Reading passage:
The People Factor: Why Change Management Is the Key to Decision Intelligence Success

In 2016, the state of Arkansas started using a computer algorithm called RUGs to decide how many hours of in-home care Medicaid recipients with disabilities would receive each week. Before the switch, trained nurses made those assessments in person. After the algorithm took over, nearly half of the roughly 8,000 people in the program saw their care hours cut significantly, with some losing more than 40% of their services, even though their medical conditions had not changed at all.1

Caseworkers and healthcare advocates raised alarms quickly. A federal court later ruled that the state had violated due process requirements by failing to explain the algorithm's decisions to those affected.2 The algorithm was eventually overturned by a state court, and the Arkansas legislature voted to remove the system entirely. The technology worked as designed. The transformation failed because people were excluded from the process, the system was not explainable, and no one managed the human side of the change.

This story is not unique.3 Governments around the world are trying to use decision intelligence to improve public services, but most projects struggle to stick. The technology often works well on paper, yet real adoption by real people falls short again and again.

Decision intelligence (DI) is the practice of using tools such as data analytics, machine learning, and other forms of artificial intelligence (AI) to help people or organizations make better decisions. In public policy, this might mean using software to figure out who qualifies for benefits, to predict which roads need repair first, or to identify patterns of fraud. Think of it as giving a decision-maker a very powerful assistant that can process large amounts of data very quickly and suggest a course of action.

Given records:

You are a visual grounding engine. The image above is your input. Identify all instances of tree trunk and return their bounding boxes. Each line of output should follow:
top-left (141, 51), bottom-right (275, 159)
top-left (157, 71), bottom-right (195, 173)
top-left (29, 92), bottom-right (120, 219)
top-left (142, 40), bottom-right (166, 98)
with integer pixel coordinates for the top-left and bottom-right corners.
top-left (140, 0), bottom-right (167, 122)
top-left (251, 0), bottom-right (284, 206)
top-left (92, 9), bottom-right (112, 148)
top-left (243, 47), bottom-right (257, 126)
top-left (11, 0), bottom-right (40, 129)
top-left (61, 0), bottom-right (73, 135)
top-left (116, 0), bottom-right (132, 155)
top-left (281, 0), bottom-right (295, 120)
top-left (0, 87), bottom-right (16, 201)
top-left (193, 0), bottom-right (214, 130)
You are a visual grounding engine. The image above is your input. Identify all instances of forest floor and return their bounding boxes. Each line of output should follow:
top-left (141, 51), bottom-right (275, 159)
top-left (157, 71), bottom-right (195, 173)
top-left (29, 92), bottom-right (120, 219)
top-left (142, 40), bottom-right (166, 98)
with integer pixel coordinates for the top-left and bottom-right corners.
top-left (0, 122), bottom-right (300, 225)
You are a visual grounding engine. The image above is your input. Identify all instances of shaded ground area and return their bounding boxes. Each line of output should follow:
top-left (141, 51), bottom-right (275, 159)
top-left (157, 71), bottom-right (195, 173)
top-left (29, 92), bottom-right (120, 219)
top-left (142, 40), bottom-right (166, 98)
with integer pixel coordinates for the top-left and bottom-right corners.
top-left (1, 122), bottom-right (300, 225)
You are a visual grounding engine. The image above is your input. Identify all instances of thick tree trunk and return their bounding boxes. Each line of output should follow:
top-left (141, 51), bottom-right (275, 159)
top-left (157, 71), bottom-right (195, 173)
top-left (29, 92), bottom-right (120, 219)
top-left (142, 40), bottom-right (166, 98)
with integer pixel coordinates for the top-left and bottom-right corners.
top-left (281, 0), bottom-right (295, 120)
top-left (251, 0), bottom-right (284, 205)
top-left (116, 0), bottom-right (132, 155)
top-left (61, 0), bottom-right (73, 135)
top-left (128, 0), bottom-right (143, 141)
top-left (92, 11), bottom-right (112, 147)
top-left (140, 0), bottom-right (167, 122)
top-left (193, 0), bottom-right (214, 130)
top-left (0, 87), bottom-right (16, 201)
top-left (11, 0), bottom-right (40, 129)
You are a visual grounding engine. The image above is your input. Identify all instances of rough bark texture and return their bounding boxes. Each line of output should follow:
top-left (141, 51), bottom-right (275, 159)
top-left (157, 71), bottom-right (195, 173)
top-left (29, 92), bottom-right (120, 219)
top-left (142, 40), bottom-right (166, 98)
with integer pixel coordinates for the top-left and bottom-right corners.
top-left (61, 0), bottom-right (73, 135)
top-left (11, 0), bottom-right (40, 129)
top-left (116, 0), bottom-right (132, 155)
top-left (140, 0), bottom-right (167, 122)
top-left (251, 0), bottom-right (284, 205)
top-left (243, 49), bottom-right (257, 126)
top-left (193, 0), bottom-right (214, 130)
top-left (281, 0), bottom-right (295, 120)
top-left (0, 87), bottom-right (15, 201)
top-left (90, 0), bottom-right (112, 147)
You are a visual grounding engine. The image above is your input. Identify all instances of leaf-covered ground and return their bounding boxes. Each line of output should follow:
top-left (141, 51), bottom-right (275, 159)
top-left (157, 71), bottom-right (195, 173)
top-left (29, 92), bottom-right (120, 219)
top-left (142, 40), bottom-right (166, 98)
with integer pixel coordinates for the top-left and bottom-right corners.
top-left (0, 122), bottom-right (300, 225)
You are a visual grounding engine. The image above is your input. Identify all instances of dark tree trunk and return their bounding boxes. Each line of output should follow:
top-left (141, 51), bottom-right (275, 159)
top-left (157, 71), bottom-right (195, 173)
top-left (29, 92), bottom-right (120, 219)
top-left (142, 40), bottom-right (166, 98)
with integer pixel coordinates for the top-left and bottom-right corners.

What is being asked:
Quote the decision intelligence article word for word, starting at the words "Decision intelligence (DI)" and ending after "course of action.".

Reply to the task:
Decision intelligence (DI) is the practice of using tools such as data analytics, machine learning, and other forms of artificial intelligence (AI) to help people or organizations make better decisions. In public policy, this might mean using software to figure out who qualifies for benefits, to predict which roads need repair first, or to identify patterns of fraud. Think of it as giving a decision-maker a very powerful assistant that can process large amounts of data very quickly and suggest a course of action.